◆ List of tasks:
(A) From the news report on Belize's superbond below, list every percentage figure it gives, with what each one measures.
(B) For each statement, decide whether the news report on Belize's superbond below supports it. Answer yes or no and quote the words that settle it.
(i) The superbond falls due in 2034.
(ii) The government had earlier said it would accept a full IMF program.
(iii) Briceno says the country now faces a primary balance of -9 % of GDP.
(C) Answer these questions from the news report on Belize's superbond below.
(i) Which restructuring of the superbond is the government seeking?
(ii) In what year, according to Briceno, did they meet with the IMF?
(iii) Who reports the story?

◆ Document passage:
^^^^
The Government is suffering a massive headache tonight after its efforts to restructure the superbond for the fifth time is proving futile, so far. Holders of Belize’s only international bond due 2034, are making demands. One specific demand the bondholders are making is for the Briceno Administration to accept a full IMF program. If this demand is not met, the possibility of a fifth restructure seems only like a fantasy for Prime Minister John Briceno and his government. Hipolito Novelo reports.
Serial defaulter GOB is facing resistance from bondholders as it seeks a fifth restructuring of the so-called ‘superbond’ due 2034. The Briceno Administration is between a rock, a hard place and the Joint Unions especially since Belize’s debt-to-GDP ratio is at crippling one hundred and thirty-three percent.
Bondholders have signaled to the Briceno Administration that a fifth debt restructuring of the US dollar bonds would only be accepted if the government accepts a full IMF program- something that the Government had previously stated it would not take.
John Briceno, Prime Minister of Belize: “As a country and as responsible leaders I think we have a better understanding as to what we’re going through. We have people with the expertise and with the ideas to be able to put a full home grown economic recovery plan as opposed to have people outside of Belize imposing on us what is it that we need to do. We know what we have to do we have done it before you know. Remember in 2005 when we met with the IMF we came up with our own home grown economic recovery plan that when we left the former Prime Minister then had to admit that we left a primary balance in the budget and that that deficit was less than 1% of GDP. We’ve done that before. Right now we’re facing a primary balance of -9 % of GDP, that means we don’t have enough money to pay the light bill that’s how bad it is.”
^^^^
◆ Image point grounding data:

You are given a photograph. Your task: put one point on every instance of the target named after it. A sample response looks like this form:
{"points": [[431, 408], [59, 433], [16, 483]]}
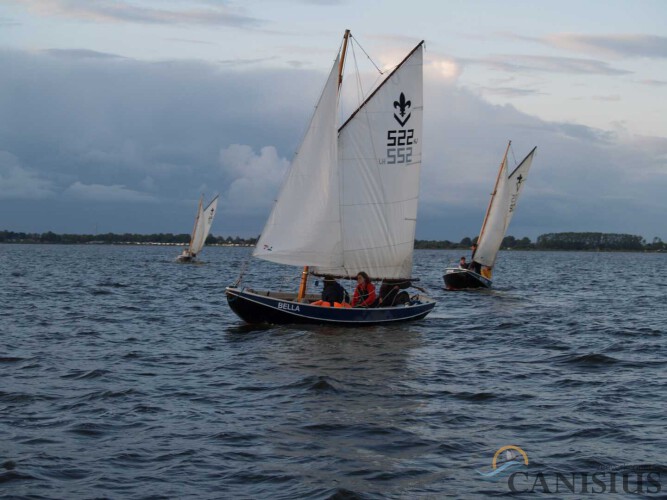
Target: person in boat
{"points": [[390, 293], [364, 294], [474, 266], [333, 291]]}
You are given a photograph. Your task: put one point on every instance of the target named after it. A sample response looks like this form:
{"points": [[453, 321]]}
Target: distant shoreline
{"points": [[245, 245], [588, 242]]}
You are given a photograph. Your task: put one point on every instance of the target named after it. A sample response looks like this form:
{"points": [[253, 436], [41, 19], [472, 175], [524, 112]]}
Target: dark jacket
{"points": [[334, 292]]}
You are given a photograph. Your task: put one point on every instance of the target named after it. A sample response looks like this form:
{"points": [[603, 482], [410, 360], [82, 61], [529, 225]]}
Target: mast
{"points": [[194, 229], [380, 86], [493, 194], [341, 64]]}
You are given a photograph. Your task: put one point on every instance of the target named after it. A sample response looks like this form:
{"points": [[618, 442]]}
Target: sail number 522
{"points": [[399, 146]]}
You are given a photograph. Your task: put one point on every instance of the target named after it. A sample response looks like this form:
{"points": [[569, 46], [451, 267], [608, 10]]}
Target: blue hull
{"points": [[261, 307], [461, 279]]}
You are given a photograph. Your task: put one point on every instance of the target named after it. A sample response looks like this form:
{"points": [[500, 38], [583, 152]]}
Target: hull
{"points": [[461, 279], [282, 308]]}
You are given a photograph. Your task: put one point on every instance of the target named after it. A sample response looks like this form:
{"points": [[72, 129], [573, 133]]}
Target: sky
{"points": [[115, 116]]}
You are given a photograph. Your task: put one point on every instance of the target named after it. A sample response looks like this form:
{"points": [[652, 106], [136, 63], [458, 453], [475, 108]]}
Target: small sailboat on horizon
{"points": [[200, 231], [499, 213], [348, 204]]}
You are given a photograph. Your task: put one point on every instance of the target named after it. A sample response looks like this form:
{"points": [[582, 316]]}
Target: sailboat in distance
{"points": [[348, 204], [501, 208], [203, 223]]}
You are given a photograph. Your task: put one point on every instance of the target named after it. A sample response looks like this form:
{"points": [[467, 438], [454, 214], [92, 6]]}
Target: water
{"points": [[125, 375]]}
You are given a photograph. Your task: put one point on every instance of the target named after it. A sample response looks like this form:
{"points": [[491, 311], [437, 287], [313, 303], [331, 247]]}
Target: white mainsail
{"points": [[349, 202], [501, 210], [304, 226], [203, 226]]}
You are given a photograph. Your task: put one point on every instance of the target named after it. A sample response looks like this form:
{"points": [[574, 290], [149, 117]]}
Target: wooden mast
{"points": [[493, 194], [194, 229], [341, 64]]}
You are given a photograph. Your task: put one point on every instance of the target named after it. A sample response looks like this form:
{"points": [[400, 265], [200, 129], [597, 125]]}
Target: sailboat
{"points": [[499, 213], [202, 227], [348, 203]]}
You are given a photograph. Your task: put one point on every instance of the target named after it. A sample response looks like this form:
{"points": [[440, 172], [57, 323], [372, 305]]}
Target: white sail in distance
{"points": [[357, 210], [501, 210], [203, 226]]}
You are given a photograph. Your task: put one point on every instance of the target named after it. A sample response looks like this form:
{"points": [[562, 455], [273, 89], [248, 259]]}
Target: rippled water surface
{"points": [[125, 375]]}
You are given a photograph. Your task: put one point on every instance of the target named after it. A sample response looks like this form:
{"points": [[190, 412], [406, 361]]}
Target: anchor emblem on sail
{"points": [[402, 104]]}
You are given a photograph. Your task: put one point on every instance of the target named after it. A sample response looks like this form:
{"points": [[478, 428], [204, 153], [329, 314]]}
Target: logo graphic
{"points": [[506, 459], [402, 105]]}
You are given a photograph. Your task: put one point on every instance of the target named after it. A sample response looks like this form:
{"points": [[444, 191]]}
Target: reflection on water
{"points": [[126, 375]]}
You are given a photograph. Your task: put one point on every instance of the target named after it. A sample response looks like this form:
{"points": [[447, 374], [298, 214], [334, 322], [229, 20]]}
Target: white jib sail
{"points": [[493, 229], [204, 223], [304, 226], [379, 157], [501, 210]]}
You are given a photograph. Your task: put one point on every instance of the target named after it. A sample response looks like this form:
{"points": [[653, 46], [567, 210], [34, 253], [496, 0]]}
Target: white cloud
{"points": [[118, 11], [104, 194], [612, 45]]}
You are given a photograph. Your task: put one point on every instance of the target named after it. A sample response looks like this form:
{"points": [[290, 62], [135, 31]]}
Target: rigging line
{"points": [[360, 88], [369, 57]]}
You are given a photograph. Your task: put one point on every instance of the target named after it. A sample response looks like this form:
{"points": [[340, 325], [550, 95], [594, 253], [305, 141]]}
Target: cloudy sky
{"points": [[115, 115]]}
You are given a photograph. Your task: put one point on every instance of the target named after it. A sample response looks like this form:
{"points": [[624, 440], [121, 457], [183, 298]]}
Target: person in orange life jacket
{"points": [[333, 291], [364, 294]]}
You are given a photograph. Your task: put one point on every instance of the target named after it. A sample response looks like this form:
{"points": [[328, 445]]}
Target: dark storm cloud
{"points": [[128, 146], [582, 179], [78, 129], [117, 11]]}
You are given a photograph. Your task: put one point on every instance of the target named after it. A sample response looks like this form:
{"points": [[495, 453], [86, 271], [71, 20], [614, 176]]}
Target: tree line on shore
{"points": [[550, 241]]}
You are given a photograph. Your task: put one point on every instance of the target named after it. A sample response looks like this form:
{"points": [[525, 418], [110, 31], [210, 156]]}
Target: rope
{"points": [[369, 57]]}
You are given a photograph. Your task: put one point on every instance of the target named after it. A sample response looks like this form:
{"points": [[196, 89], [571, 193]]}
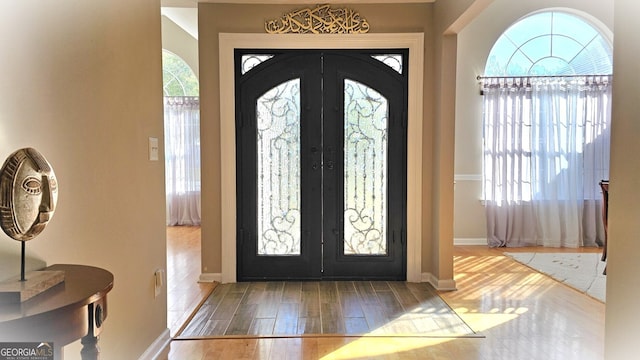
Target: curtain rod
{"points": [[480, 77]]}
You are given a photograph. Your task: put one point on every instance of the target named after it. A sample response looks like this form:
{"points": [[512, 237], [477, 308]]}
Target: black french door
{"points": [[321, 164]]}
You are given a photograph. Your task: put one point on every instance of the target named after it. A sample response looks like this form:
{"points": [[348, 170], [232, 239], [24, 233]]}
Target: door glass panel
{"points": [[278, 148], [365, 170]]}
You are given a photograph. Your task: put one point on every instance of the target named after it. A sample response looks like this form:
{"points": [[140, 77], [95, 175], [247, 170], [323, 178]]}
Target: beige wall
{"points": [[81, 82], [474, 43]]}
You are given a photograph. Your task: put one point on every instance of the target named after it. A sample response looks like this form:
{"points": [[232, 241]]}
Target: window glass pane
{"points": [[537, 48], [278, 153], [365, 170], [177, 77], [394, 61]]}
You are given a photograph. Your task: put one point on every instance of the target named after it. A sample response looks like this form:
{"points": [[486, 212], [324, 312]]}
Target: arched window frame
{"points": [[517, 46]]}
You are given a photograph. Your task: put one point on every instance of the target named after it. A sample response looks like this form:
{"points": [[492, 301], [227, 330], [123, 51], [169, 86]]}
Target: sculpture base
{"points": [[15, 291]]}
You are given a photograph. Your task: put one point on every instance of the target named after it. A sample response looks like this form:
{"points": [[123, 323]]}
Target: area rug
{"points": [[581, 271], [324, 308]]}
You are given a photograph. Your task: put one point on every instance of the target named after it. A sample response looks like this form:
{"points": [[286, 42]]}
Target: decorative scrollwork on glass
{"points": [[393, 61], [278, 183], [365, 170], [321, 20]]}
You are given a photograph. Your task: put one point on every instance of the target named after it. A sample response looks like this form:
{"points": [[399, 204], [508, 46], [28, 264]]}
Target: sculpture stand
{"points": [[23, 288]]}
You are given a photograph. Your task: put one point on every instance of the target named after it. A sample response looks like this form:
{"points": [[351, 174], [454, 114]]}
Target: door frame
{"points": [[229, 42]]}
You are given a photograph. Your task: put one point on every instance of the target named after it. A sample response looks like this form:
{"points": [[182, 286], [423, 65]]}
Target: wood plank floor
{"points": [[353, 308], [522, 313]]}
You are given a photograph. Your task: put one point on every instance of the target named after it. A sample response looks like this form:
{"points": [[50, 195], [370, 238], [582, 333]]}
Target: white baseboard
{"points": [[470, 241], [155, 349], [439, 284], [210, 277]]}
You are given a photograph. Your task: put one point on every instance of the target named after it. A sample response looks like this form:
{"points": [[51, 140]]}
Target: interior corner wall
{"points": [[474, 44], [622, 311], [81, 83], [233, 18]]}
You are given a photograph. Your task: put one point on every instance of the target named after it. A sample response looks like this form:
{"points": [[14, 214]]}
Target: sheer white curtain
{"points": [[546, 149], [182, 159]]}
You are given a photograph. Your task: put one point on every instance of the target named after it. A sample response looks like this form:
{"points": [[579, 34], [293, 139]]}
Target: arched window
{"points": [[547, 111], [550, 43], [181, 141]]}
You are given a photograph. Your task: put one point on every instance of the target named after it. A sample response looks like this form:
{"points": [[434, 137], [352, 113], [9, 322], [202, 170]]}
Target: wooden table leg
{"points": [[90, 349]]}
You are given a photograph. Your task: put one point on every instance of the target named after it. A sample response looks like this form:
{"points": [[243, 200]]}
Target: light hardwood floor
{"points": [[523, 314]]}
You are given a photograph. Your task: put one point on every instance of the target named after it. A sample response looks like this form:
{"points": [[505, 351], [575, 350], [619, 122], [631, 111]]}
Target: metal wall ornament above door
{"points": [[321, 166]]}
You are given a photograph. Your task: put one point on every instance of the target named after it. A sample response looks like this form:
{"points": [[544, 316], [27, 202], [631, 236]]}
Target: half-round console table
{"points": [[74, 309]]}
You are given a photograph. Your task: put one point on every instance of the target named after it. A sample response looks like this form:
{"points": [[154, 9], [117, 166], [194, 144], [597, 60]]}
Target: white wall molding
{"points": [[439, 284], [155, 349], [469, 241], [210, 277]]}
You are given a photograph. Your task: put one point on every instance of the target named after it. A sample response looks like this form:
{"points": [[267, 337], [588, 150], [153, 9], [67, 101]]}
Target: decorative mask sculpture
{"points": [[28, 194]]}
^^^^
◆ Written responses:
(A)
- One hundred and thirty-three percent: Belize's debt-to-GDP ratio
- Less than 1% of GDP: the deficit left after the 2005 home grown economic recovery plan
- -9 % of GDP: the primary balance the country is facing now

(B)
(i) Yes: "Holders of Belize’s only international bond due 2034"
(ii) No: "something that the Government had previously stated it would not take"
(iii) Yes: "Right now we’re facing a primary balance of -9 % of GDP"

(C)
(i) The fifth.
(ii) 2005.
(iii) Hipolito Novelo.